(Text passage):
┄┄┄┄┄┄┄┄┄┄┄┄┄┄┄┄┄┄┄┄
The high-brow blowing and monstrous grooves we heard Thursday night came courtesy of President's Breakfrast, as the ultra-hip po' mo' band brought its deconfunktionist take on dance music to the Lab for an all-too-rare appearance.

Led by drummer, composer and sample whiz Click Dark- himself a genre-melding mixture of TV's Gilligan and Funkmeister Dennis Chambers- the seven-piece outfit rocked beats like Tackhead, used dubs like Aswad and played changes like Steve Coleman, all the while throwing ample doses of crickets, bowling alleys and street sounds into the mix.

On "Nastified," keyboardist and Anthony Braxton collaborator Dred Scott created an eerie ambience with sampled cricket sounds, while Dark kicked in with a huge two-and-four backbeat on the snare. Tenor saxist Francis Wong wove out-ish lines throughout the chugging, industrial groove, building to a screaming climax and then -in a truly Ton Waits-ish move - becoming a kind of moaning Illinois Jacquet as the band dramatically ground to a bone-shattering halt.
┄┄┄┄┄┄┄┄┄┄┄┄┄┄┄┄┄┄┄┄
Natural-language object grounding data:
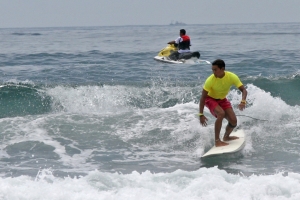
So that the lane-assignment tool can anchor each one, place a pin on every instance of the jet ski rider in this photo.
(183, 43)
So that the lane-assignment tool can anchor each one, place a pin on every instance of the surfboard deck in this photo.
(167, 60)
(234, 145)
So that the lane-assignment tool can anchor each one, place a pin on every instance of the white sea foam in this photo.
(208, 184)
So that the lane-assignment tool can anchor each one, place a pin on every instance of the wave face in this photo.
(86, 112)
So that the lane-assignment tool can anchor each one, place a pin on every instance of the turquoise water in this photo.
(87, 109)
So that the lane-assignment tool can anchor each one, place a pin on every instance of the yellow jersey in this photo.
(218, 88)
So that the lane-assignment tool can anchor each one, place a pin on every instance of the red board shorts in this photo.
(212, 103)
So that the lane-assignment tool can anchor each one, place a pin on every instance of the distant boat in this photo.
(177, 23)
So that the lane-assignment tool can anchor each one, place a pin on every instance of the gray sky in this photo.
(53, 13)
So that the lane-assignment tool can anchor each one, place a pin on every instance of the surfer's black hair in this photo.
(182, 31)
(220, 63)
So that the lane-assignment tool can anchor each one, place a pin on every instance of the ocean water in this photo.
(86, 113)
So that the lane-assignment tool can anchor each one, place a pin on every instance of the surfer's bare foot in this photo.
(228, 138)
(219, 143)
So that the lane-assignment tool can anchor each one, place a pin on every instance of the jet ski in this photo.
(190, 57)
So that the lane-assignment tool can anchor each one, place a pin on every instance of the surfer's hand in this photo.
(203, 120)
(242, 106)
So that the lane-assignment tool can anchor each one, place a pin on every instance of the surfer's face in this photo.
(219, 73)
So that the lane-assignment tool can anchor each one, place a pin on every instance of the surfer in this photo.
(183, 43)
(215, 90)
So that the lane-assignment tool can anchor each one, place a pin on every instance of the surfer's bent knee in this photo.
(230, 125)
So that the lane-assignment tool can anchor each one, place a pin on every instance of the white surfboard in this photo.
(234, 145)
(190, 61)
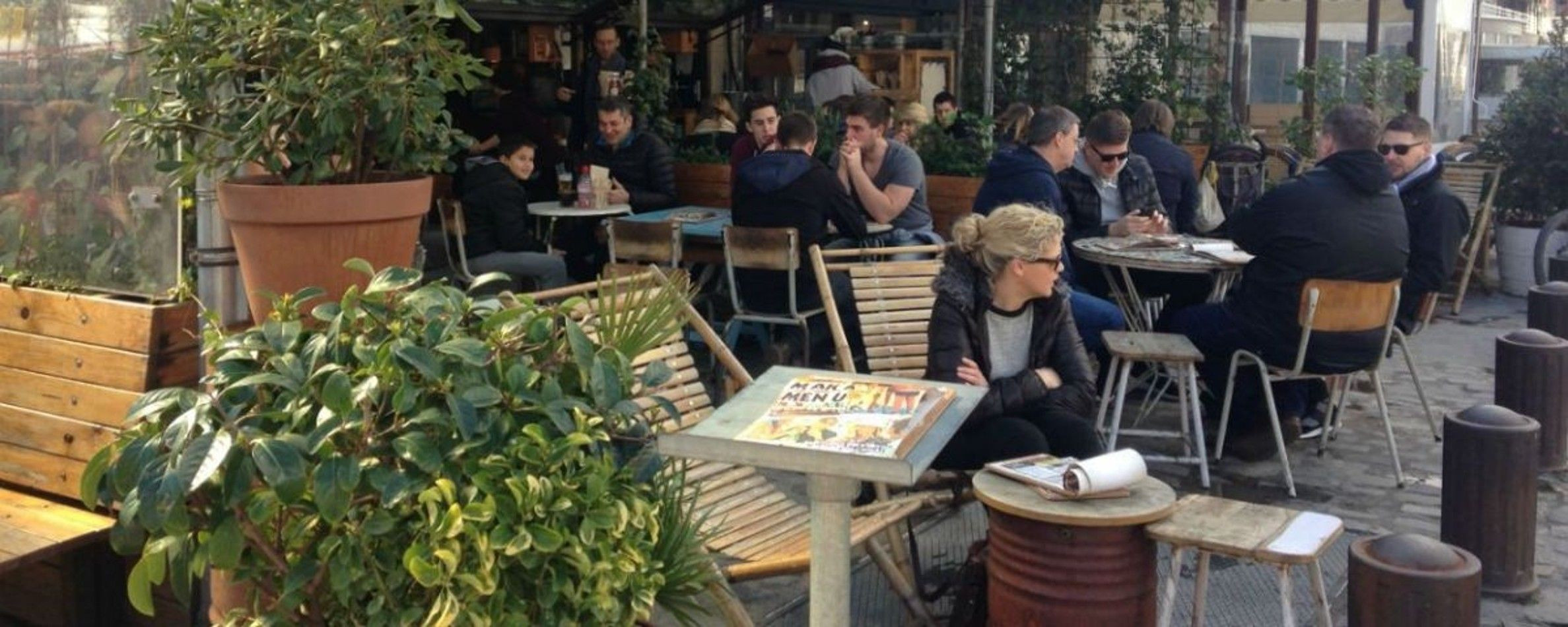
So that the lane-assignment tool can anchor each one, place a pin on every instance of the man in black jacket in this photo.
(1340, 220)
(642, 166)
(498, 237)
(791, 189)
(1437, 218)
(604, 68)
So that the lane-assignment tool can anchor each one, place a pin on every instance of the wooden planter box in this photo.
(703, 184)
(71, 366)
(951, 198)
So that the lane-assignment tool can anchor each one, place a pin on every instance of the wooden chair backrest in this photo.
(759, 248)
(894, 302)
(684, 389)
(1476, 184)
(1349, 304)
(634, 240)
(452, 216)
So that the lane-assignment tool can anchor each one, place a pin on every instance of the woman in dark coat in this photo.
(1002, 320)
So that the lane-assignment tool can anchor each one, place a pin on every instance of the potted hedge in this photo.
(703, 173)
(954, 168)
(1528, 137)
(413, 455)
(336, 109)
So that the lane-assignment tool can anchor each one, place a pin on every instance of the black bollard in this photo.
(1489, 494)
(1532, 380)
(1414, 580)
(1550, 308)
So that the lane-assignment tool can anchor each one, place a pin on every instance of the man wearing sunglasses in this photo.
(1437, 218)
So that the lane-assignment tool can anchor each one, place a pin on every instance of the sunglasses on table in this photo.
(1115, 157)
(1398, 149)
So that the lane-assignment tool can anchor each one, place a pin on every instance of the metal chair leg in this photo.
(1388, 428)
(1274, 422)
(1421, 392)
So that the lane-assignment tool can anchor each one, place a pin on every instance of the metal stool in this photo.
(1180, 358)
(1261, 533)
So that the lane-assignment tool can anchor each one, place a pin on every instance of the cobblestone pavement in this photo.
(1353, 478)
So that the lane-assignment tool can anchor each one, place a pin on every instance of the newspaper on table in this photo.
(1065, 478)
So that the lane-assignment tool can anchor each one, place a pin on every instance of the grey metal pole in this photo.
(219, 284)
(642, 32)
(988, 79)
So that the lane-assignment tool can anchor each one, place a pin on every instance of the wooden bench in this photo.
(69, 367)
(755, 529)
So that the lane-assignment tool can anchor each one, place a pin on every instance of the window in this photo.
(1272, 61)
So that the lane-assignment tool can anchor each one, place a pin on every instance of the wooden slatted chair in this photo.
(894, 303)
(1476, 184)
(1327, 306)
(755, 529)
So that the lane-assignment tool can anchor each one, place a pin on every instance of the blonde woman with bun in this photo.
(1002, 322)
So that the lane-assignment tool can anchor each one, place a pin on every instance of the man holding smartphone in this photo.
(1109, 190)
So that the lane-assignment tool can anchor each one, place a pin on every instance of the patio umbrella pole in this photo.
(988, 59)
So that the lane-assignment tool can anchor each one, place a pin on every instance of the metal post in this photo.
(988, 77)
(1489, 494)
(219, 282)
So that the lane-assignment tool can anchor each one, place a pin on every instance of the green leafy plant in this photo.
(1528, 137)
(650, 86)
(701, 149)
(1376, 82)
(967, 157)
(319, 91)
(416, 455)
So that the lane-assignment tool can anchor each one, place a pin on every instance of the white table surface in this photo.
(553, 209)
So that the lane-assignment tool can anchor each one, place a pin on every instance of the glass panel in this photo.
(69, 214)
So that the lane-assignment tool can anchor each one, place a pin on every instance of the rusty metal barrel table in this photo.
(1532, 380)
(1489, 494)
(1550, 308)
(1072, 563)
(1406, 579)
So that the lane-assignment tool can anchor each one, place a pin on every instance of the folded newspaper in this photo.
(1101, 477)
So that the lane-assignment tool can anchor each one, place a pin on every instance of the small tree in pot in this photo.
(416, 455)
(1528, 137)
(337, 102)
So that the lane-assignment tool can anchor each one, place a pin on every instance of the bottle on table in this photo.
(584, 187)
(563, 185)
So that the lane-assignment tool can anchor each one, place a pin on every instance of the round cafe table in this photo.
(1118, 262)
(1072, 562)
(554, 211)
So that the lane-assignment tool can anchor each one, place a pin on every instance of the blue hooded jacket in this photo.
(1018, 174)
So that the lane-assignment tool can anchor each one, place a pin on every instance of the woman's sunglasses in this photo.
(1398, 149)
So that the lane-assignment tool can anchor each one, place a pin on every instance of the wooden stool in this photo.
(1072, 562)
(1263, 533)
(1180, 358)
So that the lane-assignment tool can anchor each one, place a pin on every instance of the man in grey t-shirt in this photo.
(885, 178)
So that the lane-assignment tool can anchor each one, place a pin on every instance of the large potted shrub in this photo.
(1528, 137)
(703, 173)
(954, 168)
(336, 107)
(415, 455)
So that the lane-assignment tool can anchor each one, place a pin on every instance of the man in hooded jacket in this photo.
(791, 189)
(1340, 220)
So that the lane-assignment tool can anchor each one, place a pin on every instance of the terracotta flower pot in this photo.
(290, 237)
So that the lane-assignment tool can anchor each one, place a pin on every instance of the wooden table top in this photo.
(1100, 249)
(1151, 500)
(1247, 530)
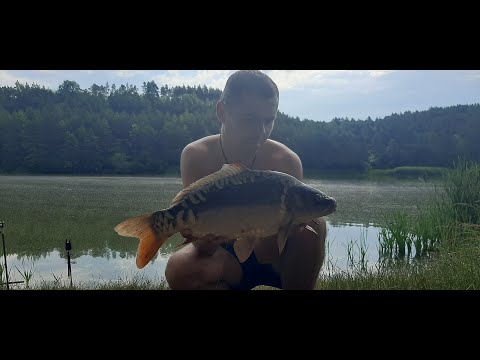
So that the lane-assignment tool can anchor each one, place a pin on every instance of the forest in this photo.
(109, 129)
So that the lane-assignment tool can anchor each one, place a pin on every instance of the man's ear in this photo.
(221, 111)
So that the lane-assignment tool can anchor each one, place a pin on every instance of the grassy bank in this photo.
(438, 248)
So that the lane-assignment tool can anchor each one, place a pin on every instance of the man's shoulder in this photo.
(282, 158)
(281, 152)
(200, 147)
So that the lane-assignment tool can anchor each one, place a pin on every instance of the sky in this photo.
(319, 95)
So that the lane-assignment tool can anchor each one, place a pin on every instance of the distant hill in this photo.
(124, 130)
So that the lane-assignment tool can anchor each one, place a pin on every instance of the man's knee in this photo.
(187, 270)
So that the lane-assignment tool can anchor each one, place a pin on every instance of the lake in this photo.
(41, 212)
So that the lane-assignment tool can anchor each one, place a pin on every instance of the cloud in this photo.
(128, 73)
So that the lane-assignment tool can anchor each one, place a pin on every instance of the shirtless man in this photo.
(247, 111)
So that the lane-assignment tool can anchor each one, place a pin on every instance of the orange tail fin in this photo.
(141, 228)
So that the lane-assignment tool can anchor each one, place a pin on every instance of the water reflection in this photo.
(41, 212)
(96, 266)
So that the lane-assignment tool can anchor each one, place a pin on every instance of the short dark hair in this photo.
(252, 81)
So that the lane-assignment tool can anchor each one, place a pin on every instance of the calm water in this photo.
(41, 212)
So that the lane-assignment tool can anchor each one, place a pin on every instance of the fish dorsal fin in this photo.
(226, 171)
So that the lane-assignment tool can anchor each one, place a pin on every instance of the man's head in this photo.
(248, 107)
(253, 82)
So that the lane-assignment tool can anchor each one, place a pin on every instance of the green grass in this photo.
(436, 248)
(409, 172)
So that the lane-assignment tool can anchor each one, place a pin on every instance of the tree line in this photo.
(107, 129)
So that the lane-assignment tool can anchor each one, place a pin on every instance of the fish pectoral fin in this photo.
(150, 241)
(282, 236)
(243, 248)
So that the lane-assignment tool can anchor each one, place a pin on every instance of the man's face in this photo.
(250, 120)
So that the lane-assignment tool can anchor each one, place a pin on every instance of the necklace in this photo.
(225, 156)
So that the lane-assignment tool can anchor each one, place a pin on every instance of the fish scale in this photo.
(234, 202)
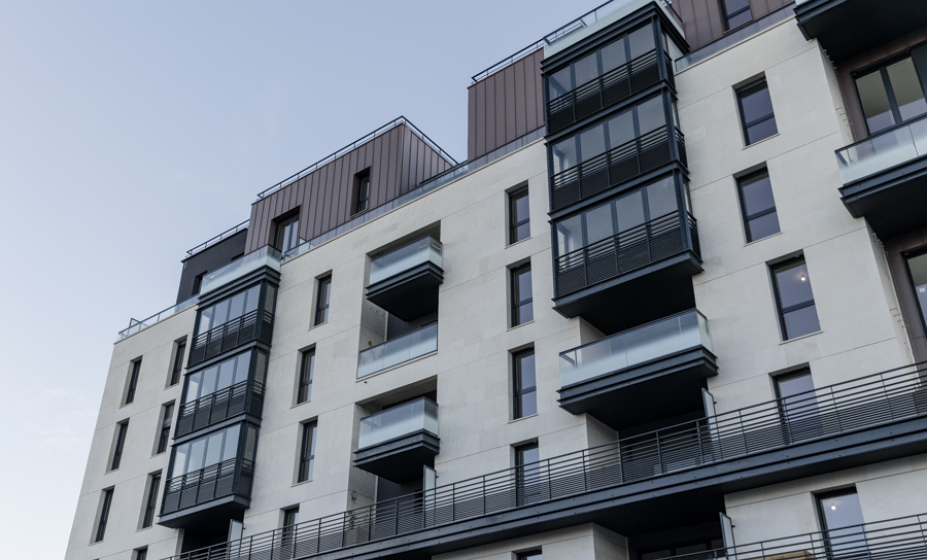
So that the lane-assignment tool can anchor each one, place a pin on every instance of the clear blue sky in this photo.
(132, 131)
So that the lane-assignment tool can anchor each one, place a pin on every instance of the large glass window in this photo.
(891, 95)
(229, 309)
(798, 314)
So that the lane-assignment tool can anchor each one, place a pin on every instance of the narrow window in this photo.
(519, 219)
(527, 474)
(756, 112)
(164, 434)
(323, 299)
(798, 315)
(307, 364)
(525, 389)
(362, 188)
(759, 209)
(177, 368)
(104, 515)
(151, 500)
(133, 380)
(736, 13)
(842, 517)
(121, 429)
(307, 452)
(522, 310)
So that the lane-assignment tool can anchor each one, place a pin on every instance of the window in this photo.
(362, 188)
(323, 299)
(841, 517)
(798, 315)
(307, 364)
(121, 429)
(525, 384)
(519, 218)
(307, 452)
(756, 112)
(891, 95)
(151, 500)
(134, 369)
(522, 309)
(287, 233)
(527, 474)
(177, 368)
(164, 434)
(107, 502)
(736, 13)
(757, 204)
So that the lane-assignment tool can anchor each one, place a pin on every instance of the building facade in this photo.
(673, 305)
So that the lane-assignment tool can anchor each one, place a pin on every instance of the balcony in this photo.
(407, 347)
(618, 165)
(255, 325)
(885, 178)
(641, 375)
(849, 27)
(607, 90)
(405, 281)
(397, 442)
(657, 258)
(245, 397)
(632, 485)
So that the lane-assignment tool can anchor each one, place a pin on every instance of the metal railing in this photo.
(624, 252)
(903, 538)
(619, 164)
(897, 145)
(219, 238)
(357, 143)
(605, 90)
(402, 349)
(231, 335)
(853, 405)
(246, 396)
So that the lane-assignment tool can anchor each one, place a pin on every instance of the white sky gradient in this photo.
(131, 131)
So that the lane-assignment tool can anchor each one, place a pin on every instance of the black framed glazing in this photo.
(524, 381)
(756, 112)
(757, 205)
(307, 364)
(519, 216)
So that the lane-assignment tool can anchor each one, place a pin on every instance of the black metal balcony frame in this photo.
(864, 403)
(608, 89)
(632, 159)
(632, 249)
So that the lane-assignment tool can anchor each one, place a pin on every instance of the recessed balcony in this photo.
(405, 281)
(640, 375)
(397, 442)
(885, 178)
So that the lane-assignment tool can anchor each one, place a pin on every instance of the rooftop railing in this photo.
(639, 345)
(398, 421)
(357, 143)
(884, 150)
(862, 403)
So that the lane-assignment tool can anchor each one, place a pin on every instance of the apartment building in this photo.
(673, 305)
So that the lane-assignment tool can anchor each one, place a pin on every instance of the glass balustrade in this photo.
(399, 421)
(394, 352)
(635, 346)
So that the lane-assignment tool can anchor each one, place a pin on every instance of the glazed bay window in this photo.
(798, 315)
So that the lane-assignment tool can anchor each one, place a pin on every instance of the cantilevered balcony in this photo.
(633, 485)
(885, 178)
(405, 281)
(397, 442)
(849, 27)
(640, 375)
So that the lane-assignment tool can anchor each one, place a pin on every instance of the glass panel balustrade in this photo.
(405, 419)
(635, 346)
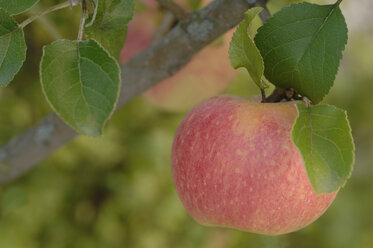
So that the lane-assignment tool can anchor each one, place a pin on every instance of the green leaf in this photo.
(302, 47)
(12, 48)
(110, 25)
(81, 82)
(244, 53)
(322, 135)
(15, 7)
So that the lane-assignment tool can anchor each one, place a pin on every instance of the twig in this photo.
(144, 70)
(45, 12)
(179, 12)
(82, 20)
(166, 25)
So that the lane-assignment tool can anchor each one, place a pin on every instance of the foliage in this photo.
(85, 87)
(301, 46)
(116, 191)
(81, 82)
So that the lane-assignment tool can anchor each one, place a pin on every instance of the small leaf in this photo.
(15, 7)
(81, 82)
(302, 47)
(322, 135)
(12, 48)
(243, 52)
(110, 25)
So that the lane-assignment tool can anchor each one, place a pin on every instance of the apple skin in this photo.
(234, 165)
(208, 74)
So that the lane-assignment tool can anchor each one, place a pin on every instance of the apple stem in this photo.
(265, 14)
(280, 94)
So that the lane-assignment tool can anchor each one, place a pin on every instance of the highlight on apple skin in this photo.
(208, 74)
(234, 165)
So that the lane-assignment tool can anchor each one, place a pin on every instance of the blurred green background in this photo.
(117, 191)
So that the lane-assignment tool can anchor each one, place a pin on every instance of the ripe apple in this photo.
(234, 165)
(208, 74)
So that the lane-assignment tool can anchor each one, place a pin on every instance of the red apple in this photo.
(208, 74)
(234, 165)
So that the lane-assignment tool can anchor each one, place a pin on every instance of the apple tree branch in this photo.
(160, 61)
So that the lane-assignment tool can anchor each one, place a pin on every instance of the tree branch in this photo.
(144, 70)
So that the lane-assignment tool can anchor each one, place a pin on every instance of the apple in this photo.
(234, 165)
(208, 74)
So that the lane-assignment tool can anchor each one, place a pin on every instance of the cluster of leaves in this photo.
┄┄┄┄┄┄┄┄┄┄┄┄┄┄┄┄┄┄┄┄
(What the task requires):
Decide whether each statement agrees with the concert review above. Answer yes or no for each, and quote the words of the review that settle it.
1. The band that performed has seven members.
2. Dred Scott played tenor saxophone during "Nastified."
3. The performance took place on a Friday night.

(Solution for this task):
1. Yes: "the seven-piece outfit"
2. No: "Tenor saxist Francis Wong"
3. No: "we heard Thursday night"